- _Exercise prompt_
Copy the data from the line with "of the axle" through the end, swapping "population tally" for "inventory count" and changing nothing else. Leave the pictures out of your copy.

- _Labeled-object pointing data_
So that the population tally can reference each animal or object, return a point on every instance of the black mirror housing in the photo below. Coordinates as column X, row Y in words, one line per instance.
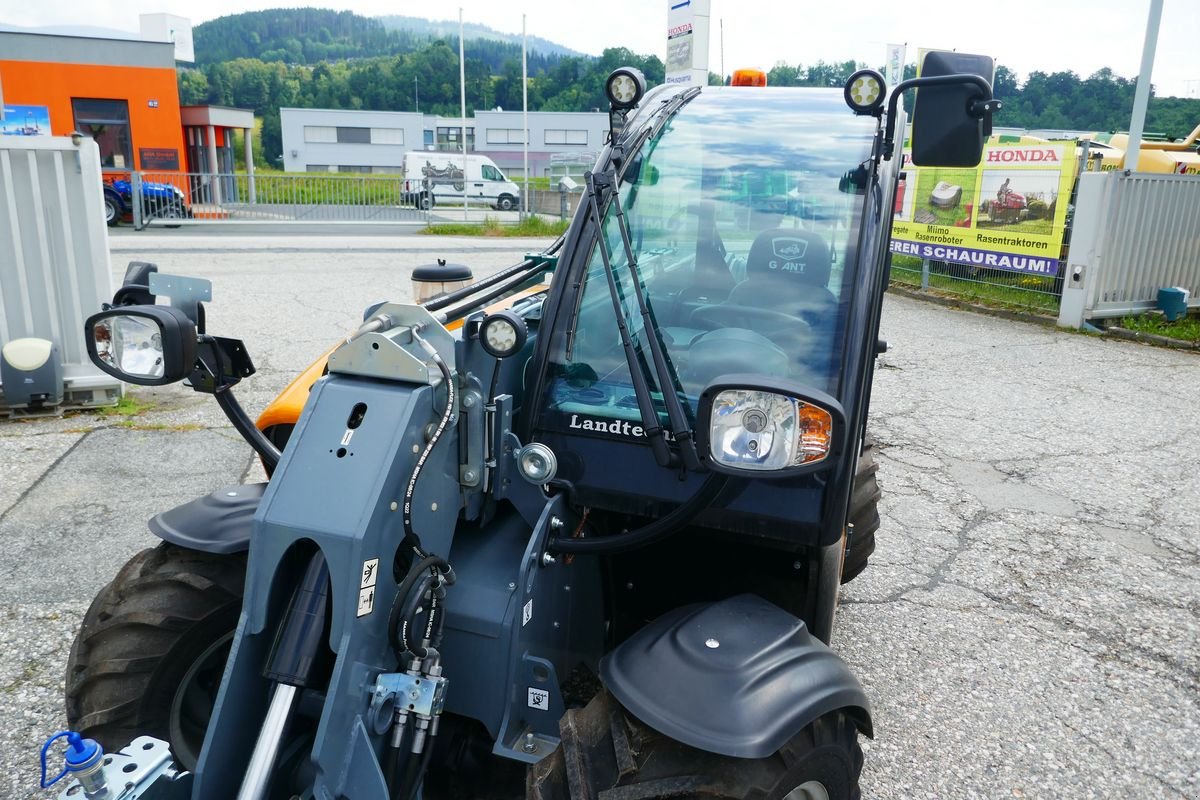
column 952, row 120
column 150, row 346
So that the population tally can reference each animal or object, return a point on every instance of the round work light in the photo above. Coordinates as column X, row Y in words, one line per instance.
column 537, row 463
column 865, row 91
column 625, row 88
column 503, row 334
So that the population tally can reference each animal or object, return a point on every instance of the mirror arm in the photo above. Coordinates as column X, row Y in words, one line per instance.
column 978, row 108
column 246, row 427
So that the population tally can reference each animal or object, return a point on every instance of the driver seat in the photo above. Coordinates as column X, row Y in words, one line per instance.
column 789, row 271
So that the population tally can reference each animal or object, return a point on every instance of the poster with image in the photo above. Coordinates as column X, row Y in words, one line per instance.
column 1008, row 214
column 25, row 120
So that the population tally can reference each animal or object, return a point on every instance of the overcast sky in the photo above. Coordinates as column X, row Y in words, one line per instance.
column 1024, row 35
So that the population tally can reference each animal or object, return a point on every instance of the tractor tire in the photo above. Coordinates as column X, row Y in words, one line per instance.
column 149, row 657
column 607, row 753
column 864, row 513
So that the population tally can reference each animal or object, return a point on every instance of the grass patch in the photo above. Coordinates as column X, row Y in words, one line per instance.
column 491, row 227
column 1186, row 329
column 1008, row 290
column 127, row 405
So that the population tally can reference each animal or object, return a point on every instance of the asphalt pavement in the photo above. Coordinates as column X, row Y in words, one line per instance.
column 1029, row 626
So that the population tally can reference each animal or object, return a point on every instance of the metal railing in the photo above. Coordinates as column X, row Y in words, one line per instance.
column 1138, row 233
column 178, row 198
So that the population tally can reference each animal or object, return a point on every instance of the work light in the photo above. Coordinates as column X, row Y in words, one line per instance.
column 503, row 334
column 750, row 426
column 625, row 88
column 865, row 91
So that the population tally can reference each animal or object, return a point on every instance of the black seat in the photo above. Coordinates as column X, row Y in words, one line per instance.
column 787, row 271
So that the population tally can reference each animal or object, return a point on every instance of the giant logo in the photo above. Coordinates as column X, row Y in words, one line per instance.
column 789, row 254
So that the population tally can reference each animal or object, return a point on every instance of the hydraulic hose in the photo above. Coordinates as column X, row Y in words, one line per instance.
column 648, row 534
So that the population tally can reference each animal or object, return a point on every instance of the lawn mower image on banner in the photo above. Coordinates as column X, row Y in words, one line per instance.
column 556, row 541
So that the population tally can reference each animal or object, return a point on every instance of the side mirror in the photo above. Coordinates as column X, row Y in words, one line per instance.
column 952, row 119
column 150, row 346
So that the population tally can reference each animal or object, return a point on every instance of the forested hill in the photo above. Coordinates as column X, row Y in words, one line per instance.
column 311, row 58
column 449, row 29
column 316, row 35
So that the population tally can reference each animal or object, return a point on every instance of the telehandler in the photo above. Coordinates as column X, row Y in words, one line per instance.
column 558, row 541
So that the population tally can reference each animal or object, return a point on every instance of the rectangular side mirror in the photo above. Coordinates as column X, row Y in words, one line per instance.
column 947, row 130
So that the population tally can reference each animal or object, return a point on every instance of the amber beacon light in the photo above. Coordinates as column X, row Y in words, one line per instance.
column 749, row 78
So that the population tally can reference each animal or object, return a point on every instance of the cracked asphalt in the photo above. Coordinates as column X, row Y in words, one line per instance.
column 1029, row 626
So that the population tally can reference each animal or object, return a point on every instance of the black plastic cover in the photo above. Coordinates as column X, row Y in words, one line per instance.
column 738, row 678
column 216, row 523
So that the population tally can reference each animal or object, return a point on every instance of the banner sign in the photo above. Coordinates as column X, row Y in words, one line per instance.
column 688, row 42
column 1007, row 214
column 25, row 120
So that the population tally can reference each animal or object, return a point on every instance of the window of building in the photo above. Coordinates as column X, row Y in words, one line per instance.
column 565, row 137
column 353, row 136
column 107, row 121
column 387, row 136
column 505, row 136
column 448, row 138
column 319, row 133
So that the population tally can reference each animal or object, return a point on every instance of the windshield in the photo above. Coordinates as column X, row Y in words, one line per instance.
column 742, row 229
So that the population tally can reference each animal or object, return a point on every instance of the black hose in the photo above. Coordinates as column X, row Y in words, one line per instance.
column 406, row 589
column 651, row 533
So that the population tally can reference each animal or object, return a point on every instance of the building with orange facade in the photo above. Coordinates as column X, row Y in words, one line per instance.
column 123, row 94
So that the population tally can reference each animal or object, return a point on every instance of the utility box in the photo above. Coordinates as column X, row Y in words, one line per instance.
column 31, row 374
column 54, row 266
column 1173, row 302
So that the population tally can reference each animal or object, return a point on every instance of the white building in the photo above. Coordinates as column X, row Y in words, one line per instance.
column 376, row 142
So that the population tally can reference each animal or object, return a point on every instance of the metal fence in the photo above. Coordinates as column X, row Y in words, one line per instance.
column 1138, row 233
column 177, row 198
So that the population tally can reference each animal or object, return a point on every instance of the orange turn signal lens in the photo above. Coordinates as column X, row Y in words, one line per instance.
column 816, row 433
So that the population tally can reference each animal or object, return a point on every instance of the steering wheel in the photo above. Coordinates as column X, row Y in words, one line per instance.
column 775, row 325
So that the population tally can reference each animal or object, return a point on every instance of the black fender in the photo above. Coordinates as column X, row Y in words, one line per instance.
column 217, row 523
column 738, row 678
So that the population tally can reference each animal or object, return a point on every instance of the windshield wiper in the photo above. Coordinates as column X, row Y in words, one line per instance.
column 669, row 384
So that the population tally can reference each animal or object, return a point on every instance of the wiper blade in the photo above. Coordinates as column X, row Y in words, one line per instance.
column 681, row 427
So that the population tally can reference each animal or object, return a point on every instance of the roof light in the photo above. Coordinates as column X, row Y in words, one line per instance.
column 625, row 88
column 749, row 78
column 865, row 91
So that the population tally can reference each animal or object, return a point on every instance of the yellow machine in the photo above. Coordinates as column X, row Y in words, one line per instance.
column 1168, row 157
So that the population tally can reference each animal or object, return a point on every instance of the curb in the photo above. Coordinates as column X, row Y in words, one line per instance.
column 964, row 305
column 1041, row 319
column 1152, row 338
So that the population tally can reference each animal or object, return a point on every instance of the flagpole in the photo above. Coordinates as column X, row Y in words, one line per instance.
column 525, row 116
column 462, row 107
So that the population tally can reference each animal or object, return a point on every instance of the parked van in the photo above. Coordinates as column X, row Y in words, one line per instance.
column 437, row 178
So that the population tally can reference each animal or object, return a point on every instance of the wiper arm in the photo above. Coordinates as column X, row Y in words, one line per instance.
column 669, row 382
column 654, row 432
column 679, row 426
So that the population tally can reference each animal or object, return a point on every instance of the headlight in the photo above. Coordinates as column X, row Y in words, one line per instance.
column 747, row 426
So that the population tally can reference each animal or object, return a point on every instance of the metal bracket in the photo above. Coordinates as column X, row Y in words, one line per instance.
column 185, row 293
column 130, row 773
column 418, row 695
column 393, row 353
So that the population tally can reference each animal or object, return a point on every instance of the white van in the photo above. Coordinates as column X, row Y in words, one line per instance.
column 437, row 178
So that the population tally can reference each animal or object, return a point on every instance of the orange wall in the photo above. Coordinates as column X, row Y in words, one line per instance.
column 37, row 83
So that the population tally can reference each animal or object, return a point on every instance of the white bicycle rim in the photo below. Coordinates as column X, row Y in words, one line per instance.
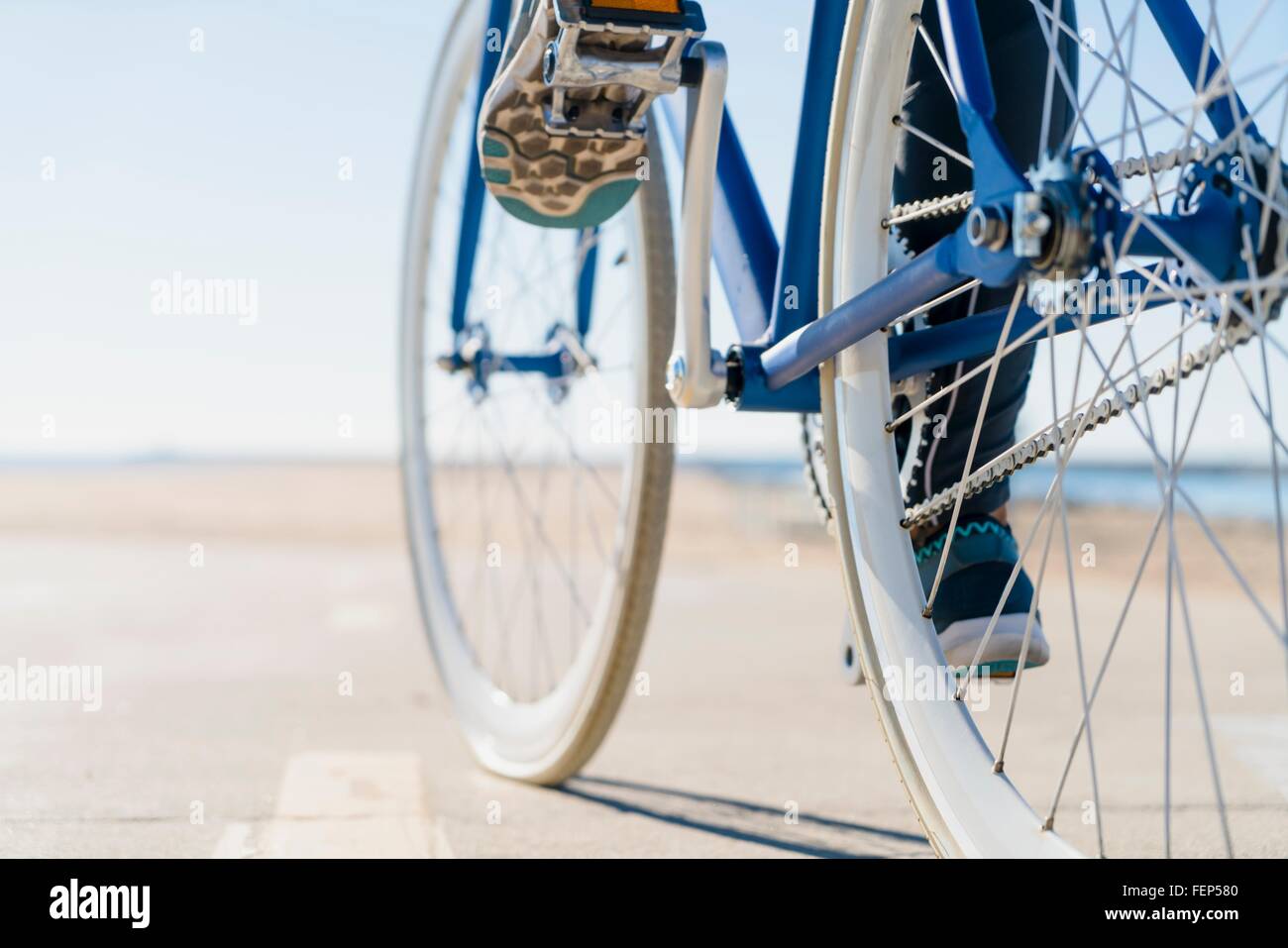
column 956, row 781
column 546, row 738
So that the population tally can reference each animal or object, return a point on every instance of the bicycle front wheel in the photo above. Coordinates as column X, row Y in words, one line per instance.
column 536, row 500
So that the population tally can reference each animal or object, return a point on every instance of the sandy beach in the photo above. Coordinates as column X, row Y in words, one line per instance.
column 227, row 607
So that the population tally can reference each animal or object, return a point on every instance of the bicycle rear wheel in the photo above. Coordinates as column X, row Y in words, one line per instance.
column 1167, row 620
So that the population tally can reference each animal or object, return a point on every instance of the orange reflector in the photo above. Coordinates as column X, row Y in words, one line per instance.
column 645, row 5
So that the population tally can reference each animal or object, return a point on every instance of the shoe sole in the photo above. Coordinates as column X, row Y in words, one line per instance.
column 1001, row 657
column 544, row 179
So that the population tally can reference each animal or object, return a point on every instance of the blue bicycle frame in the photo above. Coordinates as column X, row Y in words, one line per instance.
column 773, row 291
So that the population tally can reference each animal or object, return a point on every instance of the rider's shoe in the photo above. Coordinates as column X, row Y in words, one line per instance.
column 980, row 561
column 575, row 179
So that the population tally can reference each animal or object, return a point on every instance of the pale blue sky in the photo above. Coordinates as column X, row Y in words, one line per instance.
column 223, row 163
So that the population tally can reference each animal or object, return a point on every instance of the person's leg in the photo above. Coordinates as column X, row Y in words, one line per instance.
column 983, row 553
column 1018, row 62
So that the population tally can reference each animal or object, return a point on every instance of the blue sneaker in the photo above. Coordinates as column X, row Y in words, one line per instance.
column 980, row 561
column 572, row 166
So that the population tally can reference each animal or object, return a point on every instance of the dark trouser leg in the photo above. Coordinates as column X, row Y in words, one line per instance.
column 1018, row 62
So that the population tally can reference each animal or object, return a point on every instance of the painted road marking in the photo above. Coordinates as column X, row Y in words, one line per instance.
column 344, row 804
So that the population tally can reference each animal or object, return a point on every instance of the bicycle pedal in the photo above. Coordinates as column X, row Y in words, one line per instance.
column 610, row 59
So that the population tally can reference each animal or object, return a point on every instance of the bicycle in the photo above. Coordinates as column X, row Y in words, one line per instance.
column 511, row 350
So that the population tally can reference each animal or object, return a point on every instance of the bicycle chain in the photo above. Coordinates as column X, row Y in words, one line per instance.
column 1039, row 446
column 1127, row 167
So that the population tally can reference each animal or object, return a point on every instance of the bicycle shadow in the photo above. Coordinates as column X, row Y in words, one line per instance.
column 748, row 822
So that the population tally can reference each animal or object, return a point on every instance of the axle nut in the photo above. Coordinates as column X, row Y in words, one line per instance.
column 988, row 226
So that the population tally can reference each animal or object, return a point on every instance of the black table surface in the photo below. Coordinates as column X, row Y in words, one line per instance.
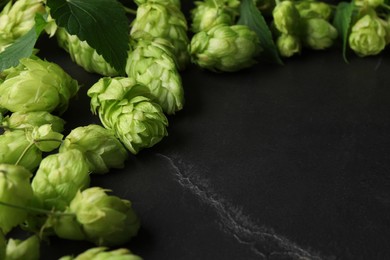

- _Completed exercise_
So that the inventory count can reference each animal or object, return a point on every instance of the axle nut in the photo above. Coordinates as column X, row Y in words, one line per instance.
column 988, row 226
So that the inventory count can reference each animal or object, return a point on every instance of the black table surface in the photo below. Coordinates as column X, row Y in words, one line per instance.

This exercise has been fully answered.